_DATA PROVIDED:_
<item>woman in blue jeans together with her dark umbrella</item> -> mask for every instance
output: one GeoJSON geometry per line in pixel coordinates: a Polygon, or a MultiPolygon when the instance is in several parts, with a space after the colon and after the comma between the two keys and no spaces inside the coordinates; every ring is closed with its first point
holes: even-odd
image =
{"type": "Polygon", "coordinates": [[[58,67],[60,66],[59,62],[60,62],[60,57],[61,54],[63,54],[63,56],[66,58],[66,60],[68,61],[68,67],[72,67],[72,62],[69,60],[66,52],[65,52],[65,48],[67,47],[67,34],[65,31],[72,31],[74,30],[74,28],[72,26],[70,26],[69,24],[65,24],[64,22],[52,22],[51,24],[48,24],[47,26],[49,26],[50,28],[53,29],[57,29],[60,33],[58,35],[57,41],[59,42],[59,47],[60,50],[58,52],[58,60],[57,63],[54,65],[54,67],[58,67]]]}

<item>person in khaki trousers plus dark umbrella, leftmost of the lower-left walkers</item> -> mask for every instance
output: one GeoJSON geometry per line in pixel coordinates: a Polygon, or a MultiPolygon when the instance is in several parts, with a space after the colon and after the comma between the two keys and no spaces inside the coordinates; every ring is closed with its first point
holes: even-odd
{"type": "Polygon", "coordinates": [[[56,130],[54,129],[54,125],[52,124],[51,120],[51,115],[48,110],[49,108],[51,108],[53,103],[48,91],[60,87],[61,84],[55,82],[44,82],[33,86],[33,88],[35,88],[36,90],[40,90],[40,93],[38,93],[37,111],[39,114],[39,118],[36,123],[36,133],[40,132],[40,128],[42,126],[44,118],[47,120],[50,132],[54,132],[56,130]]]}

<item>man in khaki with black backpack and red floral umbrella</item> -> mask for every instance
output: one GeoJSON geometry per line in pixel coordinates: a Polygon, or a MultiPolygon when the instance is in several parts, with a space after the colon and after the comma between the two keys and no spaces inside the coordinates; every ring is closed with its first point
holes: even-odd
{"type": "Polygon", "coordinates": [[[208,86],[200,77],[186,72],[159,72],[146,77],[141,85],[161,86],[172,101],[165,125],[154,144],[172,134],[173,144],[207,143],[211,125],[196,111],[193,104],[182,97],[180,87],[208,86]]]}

_ASSIGNMENT:_ To answer, report how many lines of the listing contain the word "dark", as a number with nothing else.

_RESPONSE BOX:_ 2